• _Tujuan Tugas A_
Tampilkan tanpa perubahan seluruh bagian kode PyTorch untuk memuat gambar, mulai dari "# Tentukan perangkat" terus ke bawah sampai "dengan mean/std spesifik.".
• _Tujuan Tugas B_
Selesaikan bagian berikutnya dari kode PyTorch untuk memuat gambar, dimulai tepat setelah baris terakhir yang tampak.

== Teks Bacaan ==

In [2]:
import torch
import torch.nn as nn
from torchvision import models, transforms
from torch.utils.data import DataLoader, Dataset
from PIL import Image
import os
import numpy as np

# Tentukan perangkat (gunakan GPU jika tersedia)
device = torch.device("cuda" if torch.cuda.is_available() else "cpu")
print(f"Menggunakan device: {device}")

# 1. Definisikan transformasi
# Model pre-trained ImageNet mengharapkan input 224x224
# dan normalisasi dengan mean/std spesifik.
preprocess = transforms.Compose([
    transforms.Resize(256),
    transforms.CenterCrop(224),
    transforms.ToTensor(),
    transforms.Normalize(mean=[0.485, 0.456, 0.406], std=[0.229, 0.224, 0.225]),
])

# 2. Buat Dataset kustom
class ImageFolderDataset(Dataset):
    def __init__(self, folder_path, transform=None):
        self.folder_path = folder_path
        self.transform = transform
        # Dapatkan semua path gambar (asumsikan format .jpg, .png)
        self.image_paths = []
        for root, _, files in os.walk(folder_path):
            for file in files:
                if file.lower().endswith(('.png', '.jpg', '.jpeg')):
                    self.image_paths.append(os.path.join(root, file))

===
== Data Tersimpan ==

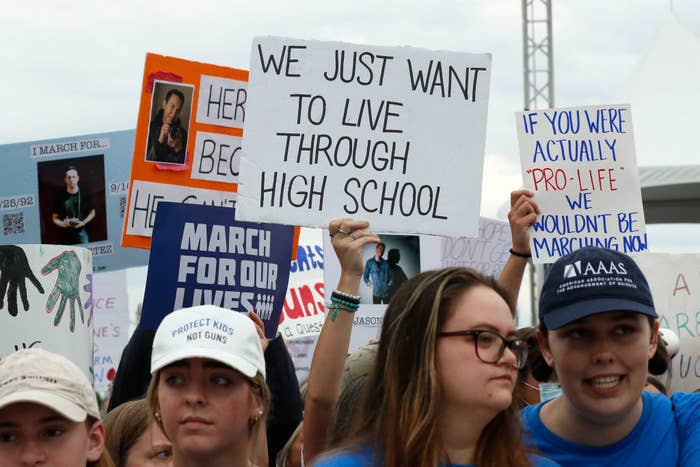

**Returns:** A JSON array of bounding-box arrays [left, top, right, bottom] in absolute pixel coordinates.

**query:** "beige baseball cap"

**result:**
[[151, 305, 265, 378], [0, 348, 100, 422]]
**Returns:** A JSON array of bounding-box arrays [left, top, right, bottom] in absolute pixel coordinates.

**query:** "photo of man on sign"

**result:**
[[146, 82, 193, 164]]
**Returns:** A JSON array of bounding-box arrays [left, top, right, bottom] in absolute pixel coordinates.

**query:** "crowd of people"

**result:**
[[0, 190, 700, 467]]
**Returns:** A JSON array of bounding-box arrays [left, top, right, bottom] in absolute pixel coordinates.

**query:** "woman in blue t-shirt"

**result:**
[[304, 219, 556, 467], [501, 191, 700, 466]]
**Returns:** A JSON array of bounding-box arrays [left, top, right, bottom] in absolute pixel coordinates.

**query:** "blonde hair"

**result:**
[[345, 268, 530, 467], [103, 399, 153, 467], [146, 368, 272, 458]]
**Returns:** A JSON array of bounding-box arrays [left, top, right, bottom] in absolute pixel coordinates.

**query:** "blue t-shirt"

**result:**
[[523, 391, 700, 467], [312, 446, 559, 467]]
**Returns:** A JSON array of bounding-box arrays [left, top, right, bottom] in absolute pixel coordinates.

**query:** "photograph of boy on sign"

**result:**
[[360, 235, 420, 305], [146, 81, 193, 165], [37, 155, 107, 245]]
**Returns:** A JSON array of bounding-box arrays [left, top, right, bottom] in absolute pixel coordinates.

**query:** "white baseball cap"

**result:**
[[151, 305, 265, 378], [0, 348, 100, 422]]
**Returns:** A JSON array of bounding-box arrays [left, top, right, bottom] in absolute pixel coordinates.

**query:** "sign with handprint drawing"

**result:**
[[0, 245, 92, 380]]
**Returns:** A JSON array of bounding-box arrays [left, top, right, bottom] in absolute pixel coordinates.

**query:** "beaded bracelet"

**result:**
[[326, 302, 359, 321], [331, 289, 360, 303]]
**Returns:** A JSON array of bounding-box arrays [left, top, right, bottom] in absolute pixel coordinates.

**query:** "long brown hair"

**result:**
[[346, 268, 530, 467]]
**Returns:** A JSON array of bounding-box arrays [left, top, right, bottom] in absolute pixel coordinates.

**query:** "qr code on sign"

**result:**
[[2, 212, 24, 236]]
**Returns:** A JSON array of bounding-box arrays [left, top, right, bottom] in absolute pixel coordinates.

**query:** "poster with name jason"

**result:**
[[515, 104, 647, 263], [140, 202, 294, 338], [237, 37, 491, 237]]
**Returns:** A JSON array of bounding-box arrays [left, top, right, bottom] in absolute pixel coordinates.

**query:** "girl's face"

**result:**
[[158, 358, 263, 457], [0, 402, 104, 467], [436, 285, 517, 413], [126, 422, 173, 467], [538, 311, 659, 424]]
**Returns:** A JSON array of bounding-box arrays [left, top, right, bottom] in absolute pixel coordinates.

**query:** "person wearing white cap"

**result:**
[[0, 348, 114, 467], [146, 305, 270, 467]]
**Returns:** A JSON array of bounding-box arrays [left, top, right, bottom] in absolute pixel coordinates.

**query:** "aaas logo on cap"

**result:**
[[564, 261, 581, 279], [564, 260, 627, 279]]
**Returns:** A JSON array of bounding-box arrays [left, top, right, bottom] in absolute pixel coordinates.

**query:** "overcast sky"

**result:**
[[0, 0, 700, 326]]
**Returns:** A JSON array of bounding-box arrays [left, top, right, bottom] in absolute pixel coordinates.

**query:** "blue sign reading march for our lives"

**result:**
[[140, 202, 294, 338]]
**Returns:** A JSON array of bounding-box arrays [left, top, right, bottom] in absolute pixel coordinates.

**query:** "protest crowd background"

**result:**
[[0, 0, 700, 467]]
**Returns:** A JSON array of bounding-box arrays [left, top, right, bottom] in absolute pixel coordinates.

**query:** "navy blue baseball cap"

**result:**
[[539, 247, 658, 329]]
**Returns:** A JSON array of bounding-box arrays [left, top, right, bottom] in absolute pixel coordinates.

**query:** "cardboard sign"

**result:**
[[441, 217, 511, 277], [515, 104, 647, 263], [0, 245, 93, 381], [319, 230, 440, 353], [279, 228, 326, 340], [0, 130, 148, 271], [92, 271, 129, 393], [237, 37, 491, 236], [635, 253, 700, 392], [122, 54, 248, 248], [140, 202, 294, 338]]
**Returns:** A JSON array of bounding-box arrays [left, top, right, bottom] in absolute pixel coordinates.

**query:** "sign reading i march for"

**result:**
[[141, 202, 294, 338]]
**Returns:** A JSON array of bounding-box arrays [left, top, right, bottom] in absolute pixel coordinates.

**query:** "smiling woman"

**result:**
[[523, 247, 700, 466]]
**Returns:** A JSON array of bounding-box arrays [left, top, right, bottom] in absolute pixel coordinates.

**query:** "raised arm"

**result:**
[[303, 219, 379, 465], [498, 190, 540, 303]]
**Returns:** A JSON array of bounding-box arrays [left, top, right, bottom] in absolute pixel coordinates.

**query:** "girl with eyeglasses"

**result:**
[[304, 219, 557, 467]]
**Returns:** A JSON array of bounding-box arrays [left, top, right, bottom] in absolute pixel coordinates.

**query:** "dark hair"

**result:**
[[387, 248, 401, 264], [344, 267, 530, 467], [516, 326, 554, 383], [165, 89, 185, 104]]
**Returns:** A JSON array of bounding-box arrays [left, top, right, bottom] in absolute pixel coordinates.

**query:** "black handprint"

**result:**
[[41, 250, 85, 332], [0, 245, 44, 316]]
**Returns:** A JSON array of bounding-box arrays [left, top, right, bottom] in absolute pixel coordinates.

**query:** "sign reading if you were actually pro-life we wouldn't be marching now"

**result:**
[[515, 105, 647, 263], [237, 37, 491, 237], [140, 202, 294, 338]]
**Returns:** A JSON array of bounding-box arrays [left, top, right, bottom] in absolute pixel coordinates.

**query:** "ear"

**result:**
[[535, 329, 554, 368], [87, 420, 105, 462], [649, 320, 659, 359], [249, 385, 265, 419]]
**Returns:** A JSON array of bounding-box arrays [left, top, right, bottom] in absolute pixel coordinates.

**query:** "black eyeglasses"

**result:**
[[438, 329, 528, 370]]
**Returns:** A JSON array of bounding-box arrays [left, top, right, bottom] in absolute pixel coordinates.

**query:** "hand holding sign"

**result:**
[[0, 245, 44, 316], [508, 190, 540, 254], [41, 251, 85, 332], [328, 218, 380, 285]]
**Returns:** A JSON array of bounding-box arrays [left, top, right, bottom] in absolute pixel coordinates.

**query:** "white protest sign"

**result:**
[[190, 131, 241, 183], [92, 269, 129, 393], [323, 230, 440, 353], [126, 180, 236, 237], [634, 253, 700, 392], [515, 104, 647, 263], [441, 217, 511, 277], [277, 227, 326, 340], [236, 37, 491, 236], [0, 245, 92, 381]]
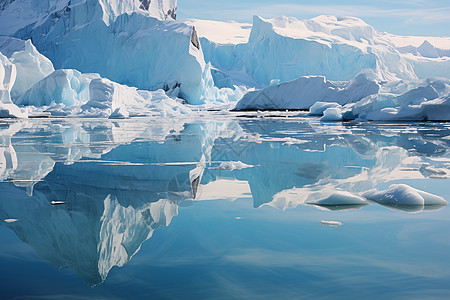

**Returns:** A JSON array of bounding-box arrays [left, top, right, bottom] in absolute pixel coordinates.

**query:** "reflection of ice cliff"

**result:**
[[0, 117, 450, 285]]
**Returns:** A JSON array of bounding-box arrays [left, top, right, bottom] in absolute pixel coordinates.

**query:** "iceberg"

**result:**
[[234, 71, 380, 110], [0, 53, 27, 118], [0, 0, 210, 104], [217, 161, 253, 171], [307, 191, 367, 207], [16, 69, 191, 119], [10, 40, 55, 98]]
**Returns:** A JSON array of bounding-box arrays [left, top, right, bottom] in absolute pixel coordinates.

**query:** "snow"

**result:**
[[217, 161, 253, 171], [0, 0, 450, 122], [184, 19, 252, 44], [363, 184, 447, 206], [0, 36, 25, 58], [0, 0, 212, 104], [10, 40, 55, 98], [320, 220, 342, 227], [383, 33, 450, 49], [0, 53, 27, 118], [16, 69, 191, 119], [202, 16, 416, 90], [235, 72, 380, 110], [307, 191, 367, 206], [309, 101, 341, 116], [320, 107, 342, 121]]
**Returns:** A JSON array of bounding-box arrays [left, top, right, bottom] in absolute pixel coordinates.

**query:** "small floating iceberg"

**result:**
[[307, 191, 367, 210], [3, 219, 19, 224], [363, 184, 447, 207]]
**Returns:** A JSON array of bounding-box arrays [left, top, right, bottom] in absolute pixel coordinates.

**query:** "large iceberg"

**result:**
[[16, 69, 191, 118], [0, 0, 213, 104], [10, 40, 55, 98], [0, 53, 27, 118]]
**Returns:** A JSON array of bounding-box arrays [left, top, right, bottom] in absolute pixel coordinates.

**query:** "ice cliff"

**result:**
[[202, 16, 416, 85]]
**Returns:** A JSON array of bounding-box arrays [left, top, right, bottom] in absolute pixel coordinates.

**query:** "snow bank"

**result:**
[[201, 16, 416, 86], [0, 53, 27, 118], [16, 69, 95, 107], [235, 72, 380, 110], [363, 184, 447, 206]]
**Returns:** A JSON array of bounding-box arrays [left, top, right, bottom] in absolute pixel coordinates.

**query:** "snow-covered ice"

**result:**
[[217, 161, 253, 171], [235, 72, 380, 110], [362, 184, 447, 206], [307, 191, 367, 206]]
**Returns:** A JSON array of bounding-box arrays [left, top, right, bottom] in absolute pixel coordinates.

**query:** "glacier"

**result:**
[[0, 0, 450, 121], [0, 0, 214, 104]]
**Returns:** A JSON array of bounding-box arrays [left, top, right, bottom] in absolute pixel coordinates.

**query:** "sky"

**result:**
[[177, 0, 450, 37]]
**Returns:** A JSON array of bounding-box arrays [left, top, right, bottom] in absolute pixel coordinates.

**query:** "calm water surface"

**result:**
[[0, 114, 450, 299]]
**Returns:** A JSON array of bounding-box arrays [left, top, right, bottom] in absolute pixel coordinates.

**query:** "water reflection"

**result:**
[[0, 116, 450, 285]]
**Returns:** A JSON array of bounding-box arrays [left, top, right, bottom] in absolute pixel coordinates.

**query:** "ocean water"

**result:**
[[0, 113, 450, 299]]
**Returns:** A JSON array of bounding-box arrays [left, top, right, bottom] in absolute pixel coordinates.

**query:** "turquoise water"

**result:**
[[0, 114, 450, 299]]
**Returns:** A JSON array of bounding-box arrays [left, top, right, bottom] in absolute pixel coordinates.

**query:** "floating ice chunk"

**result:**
[[363, 184, 447, 207], [11, 40, 55, 98], [81, 78, 140, 118], [3, 219, 19, 224], [217, 161, 253, 171], [309, 101, 341, 116], [320, 220, 342, 227], [307, 191, 367, 206], [320, 107, 342, 121], [189, 161, 205, 199]]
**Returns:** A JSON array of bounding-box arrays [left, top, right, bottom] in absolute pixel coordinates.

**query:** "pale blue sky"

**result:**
[[177, 0, 450, 36]]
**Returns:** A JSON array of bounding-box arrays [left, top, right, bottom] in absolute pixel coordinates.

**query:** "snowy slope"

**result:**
[[200, 16, 416, 86], [183, 19, 252, 44], [0, 0, 211, 104]]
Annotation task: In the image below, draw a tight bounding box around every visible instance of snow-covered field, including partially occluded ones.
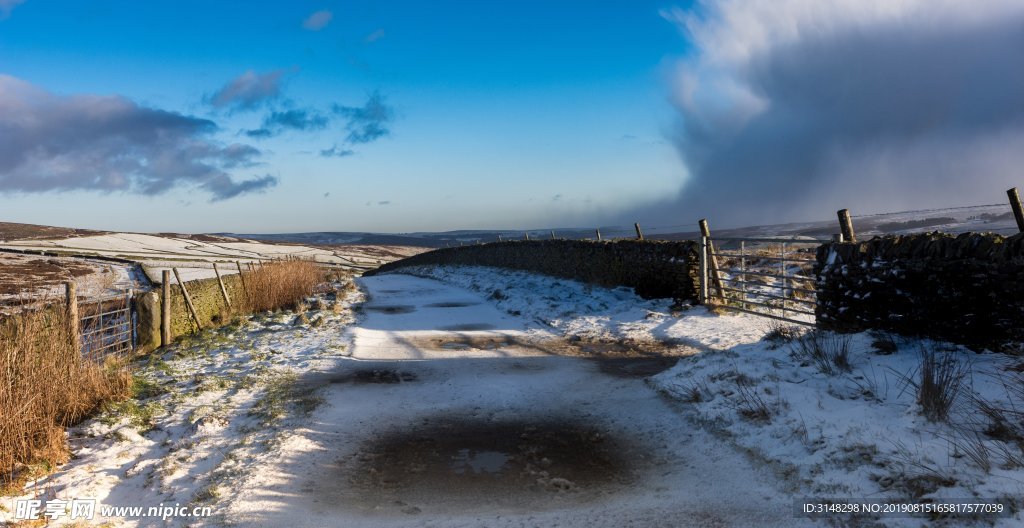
[0,233,424,282]
[0,268,1024,526]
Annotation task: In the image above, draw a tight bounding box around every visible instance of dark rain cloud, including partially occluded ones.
[631,0,1024,229]
[0,75,276,201]
[206,70,287,111]
[333,91,394,144]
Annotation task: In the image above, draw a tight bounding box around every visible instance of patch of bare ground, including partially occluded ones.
[0,253,99,296]
[409,327,698,378]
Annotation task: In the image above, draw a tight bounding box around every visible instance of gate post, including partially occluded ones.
[160,269,171,347]
[65,281,82,354]
[697,235,708,304]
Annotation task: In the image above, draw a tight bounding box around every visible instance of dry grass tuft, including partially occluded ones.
[236,260,326,312]
[0,309,131,484]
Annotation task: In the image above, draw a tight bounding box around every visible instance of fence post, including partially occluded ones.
[234,259,248,296]
[213,262,231,309]
[697,218,725,299]
[160,269,171,347]
[171,268,203,329]
[1007,187,1024,233]
[836,209,857,243]
[125,289,138,353]
[697,235,708,304]
[65,281,82,354]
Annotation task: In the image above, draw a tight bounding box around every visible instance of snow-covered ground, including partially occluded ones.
[0,233,424,282]
[0,268,1024,526]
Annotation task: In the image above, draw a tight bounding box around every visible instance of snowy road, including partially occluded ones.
[223,275,801,526]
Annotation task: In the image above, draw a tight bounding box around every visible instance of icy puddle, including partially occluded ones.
[331,415,634,513]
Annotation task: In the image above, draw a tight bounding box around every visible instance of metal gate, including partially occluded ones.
[700,236,827,325]
[78,290,136,361]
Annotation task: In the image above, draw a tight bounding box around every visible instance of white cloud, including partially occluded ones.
[302,9,334,31]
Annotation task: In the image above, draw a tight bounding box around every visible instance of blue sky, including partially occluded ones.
[0,0,686,232]
[0,0,1024,232]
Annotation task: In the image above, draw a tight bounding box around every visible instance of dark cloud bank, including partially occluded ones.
[624,1,1024,229]
[0,75,278,201]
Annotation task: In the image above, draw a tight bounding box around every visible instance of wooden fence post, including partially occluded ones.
[1007,187,1024,233]
[697,218,725,299]
[160,269,171,347]
[836,209,857,243]
[234,259,248,295]
[171,268,203,329]
[213,262,231,309]
[65,281,82,353]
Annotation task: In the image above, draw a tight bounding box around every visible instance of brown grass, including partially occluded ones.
[0,309,130,485]
[243,260,325,312]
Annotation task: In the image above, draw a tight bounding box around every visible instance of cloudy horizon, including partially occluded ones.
[0,0,1024,232]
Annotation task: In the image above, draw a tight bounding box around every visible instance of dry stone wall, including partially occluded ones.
[815,232,1024,350]
[367,240,699,301]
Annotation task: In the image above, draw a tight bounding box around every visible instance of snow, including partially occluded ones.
[0,233,419,283]
[0,267,1024,527]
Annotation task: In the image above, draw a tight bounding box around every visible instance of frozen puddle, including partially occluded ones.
[452,449,509,475]
[225,274,805,528]
[335,415,633,512]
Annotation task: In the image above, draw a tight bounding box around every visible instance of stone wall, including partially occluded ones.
[158,274,244,339]
[135,274,244,354]
[367,240,699,300]
[815,232,1024,350]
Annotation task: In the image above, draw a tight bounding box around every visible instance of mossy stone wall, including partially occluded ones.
[366,239,699,300]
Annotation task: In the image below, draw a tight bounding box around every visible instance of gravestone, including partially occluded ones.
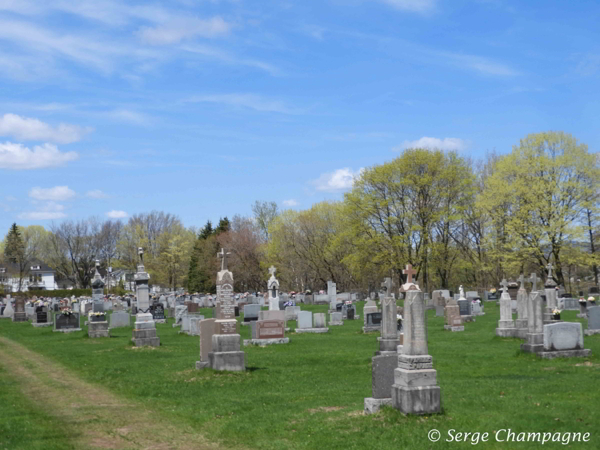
[131,247,160,347]
[152,303,167,323]
[363,311,382,333]
[53,313,81,333]
[329,312,344,326]
[110,311,131,328]
[496,280,516,337]
[539,322,591,359]
[244,304,260,322]
[457,300,471,316]
[392,290,441,414]
[365,297,400,414]
[585,306,600,336]
[521,291,544,353]
[202,248,246,372]
[296,311,312,330]
[444,298,465,332]
[196,319,216,369]
[267,266,281,311]
[13,297,27,322]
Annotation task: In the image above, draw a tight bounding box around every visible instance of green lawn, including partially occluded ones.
[0,303,600,449]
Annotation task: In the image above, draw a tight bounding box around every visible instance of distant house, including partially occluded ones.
[0,262,57,292]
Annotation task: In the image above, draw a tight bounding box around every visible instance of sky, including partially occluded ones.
[0,0,600,230]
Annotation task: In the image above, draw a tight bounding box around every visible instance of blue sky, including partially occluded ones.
[0,0,600,230]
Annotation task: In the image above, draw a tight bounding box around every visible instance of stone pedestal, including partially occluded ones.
[13,311,27,322]
[392,291,442,414]
[392,355,442,414]
[208,334,246,372]
[131,313,160,347]
[88,320,110,338]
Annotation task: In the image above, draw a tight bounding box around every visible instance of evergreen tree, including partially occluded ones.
[4,223,25,264]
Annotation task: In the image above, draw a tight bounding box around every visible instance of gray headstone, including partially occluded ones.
[588,306,600,330]
[314,313,326,328]
[298,311,312,328]
[110,311,131,328]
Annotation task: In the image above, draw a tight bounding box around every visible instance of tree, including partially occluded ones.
[252,200,279,241]
[478,132,600,285]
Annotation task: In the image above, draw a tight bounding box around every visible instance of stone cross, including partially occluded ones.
[381,277,392,296]
[546,263,552,279]
[217,248,231,270]
[402,264,417,283]
[527,272,537,292]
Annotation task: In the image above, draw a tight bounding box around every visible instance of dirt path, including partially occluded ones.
[0,337,219,450]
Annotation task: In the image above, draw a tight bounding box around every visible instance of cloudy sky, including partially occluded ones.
[0,0,600,230]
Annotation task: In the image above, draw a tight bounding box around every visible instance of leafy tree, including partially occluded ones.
[479,132,600,285]
[252,200,279,241]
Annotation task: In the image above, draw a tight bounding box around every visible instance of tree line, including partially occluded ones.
[2,132,600,292]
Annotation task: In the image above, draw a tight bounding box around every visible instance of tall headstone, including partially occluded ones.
[132,247,160,347]
[13,297,27,322]
[544,263,558,323]
[521,291,544,353]
[585,306,600,336]
[515,274,528,339]
[203,248,246,372]
[267,266,279,311]
[392,289,442,414]
[496,279,516,337]
[365,296,400,414]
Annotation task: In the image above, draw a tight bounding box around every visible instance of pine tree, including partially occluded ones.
[4,223,25,264]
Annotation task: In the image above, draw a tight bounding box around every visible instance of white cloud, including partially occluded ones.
[29,186,75,202]
[379,0,437,14]
[106,209,128,219]
[85,189,108,199]
[0,142,79,170]
[394,136,466,152]
[0,114,91,144]
[18,211,67,220]
[110,109,148,125]
[139,17,232,45]
[187,94,299,114]
[312,167,363,192]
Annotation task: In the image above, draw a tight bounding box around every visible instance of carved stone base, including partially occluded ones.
[13,312,27,322]
[496,328,517,337]
[296,328,329,333]
[88,321,110,338]
[365,397,392,414]
[244,338,290,347]
[444,325,465,331]
[538,349,592,359]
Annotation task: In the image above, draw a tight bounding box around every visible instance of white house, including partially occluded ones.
[0,262,57,292]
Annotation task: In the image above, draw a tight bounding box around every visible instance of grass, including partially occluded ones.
[0,303,600,449]
[0,366,76,450]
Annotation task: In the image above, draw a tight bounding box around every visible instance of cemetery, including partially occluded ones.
[0,0,600,450]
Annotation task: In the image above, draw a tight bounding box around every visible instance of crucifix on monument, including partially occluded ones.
[402,264,417,283]
[217,248,231,270]
[527,272,537,292]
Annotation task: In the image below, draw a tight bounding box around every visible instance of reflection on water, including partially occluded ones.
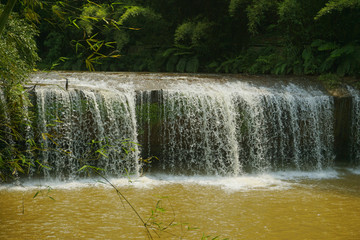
[0,169,360,239]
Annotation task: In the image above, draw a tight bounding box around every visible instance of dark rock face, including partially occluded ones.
[334,96,353,163]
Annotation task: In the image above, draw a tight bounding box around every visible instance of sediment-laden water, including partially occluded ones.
[0,169,360,240]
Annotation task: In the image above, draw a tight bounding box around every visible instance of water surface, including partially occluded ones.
[0,169,360,239]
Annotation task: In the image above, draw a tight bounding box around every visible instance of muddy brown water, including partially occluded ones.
[0,170,360,239]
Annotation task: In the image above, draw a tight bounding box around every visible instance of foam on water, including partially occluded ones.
[0,170,346,192]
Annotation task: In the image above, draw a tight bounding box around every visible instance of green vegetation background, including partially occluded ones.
[5,0,360,76]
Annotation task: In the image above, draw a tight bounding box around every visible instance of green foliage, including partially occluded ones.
[0,6,39,180]
[32,0,360,75]
[315,0,360,19]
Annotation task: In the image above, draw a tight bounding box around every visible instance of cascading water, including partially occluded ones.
[141,83,334,175]
[348,87,360,165]
[17,73,359,179]
[35,88,139,178]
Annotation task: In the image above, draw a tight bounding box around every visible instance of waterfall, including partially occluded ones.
[35,88,139,179]
[142,83,334,175]
[4,73,360,179]
[348,87,360,165]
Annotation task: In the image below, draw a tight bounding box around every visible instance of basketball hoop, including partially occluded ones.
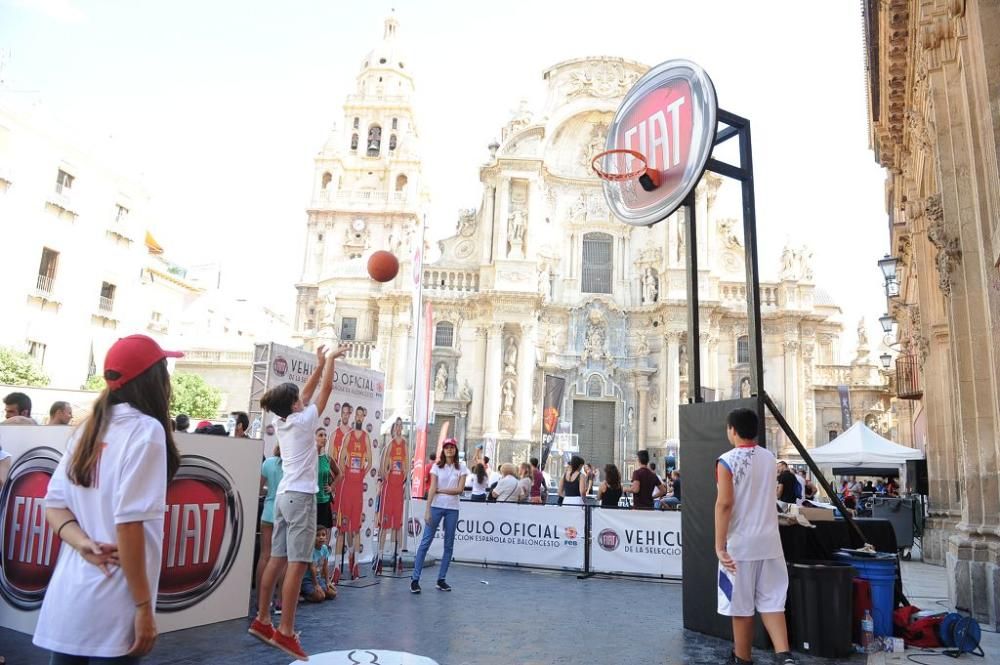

===

• _Jawaban A_
# Tentukan perangkat (gunakan GPU jika tersedia)
device = torch.device("cuda" if torch.cuda.is_available() else "cpu")
print(f"Menggunakan device: {device}")

# 1. Definisikan transformasi
# Model pre-trained ImageNet mengharapkan input 224x224
# dan normalisasi dengan mean/std spesifik.

• _Jawaban B_
    def __len__(self):
        return len(self.image_paths)

    def __getitem__(self, idx):
        img_path = self.image_paths[idx]
        # Buka gambar menggunakan PIL
        image = Image.open(img_path).convert('RGB')
        
        if self.transform:
            image = self.transform(image)
            
        return image, img_path

# --- Penggunaan ---
# Ganti '/path/ke/folder/gambar_makanan' dengan path Anda
DATA_DIR = r'C:\Users\taqiy\Downloads\data-mining-action-2025\train\train' 

dataset = ImageFolderDataset(folder_path=DATA_DIR, transform=preprocess)
# Gunakan batch_size yang lebih besar (misal 64) jika GPU Anda kuat
dataloader = DataLoader(dataset, batch_size=32, shuffle=False) 

print(f"Total gambar ditemukan: {len(dataset)}")

Menggunakan device: cuda
Total gambar ditemukan: 4257


In [3]:
# Muat model ResNet50 pre-trained
model = models.resnet50(pretrained=True)

# "Potong" lapisan klasifikasi terakhir (fc layer)
# Output dari lapisan 'avgpool' (sebelum fc) adalah 2048-dimensional vector
model.fc = nn.Identity()

# Pindahkan model ke device (GPU/CPU) dan set ke mode evaluasi
model.to(device)
model.eval() 

print("Model ResNet50 (tanpa fc layer) berhasil dimuat.")

Downloading: "https://download.pytorch.org/models/resnet50-0676ba61.pth" to C:\Users\taqiy/.cache\torch\hub\checkpoints\resnet50-0676ba61.pth
100%|██████████| 97.8M/97.8M [00:42<00:00, 2.40MB/s]


Model ResNet50 (tanpa fc layer) berhasil dimuat.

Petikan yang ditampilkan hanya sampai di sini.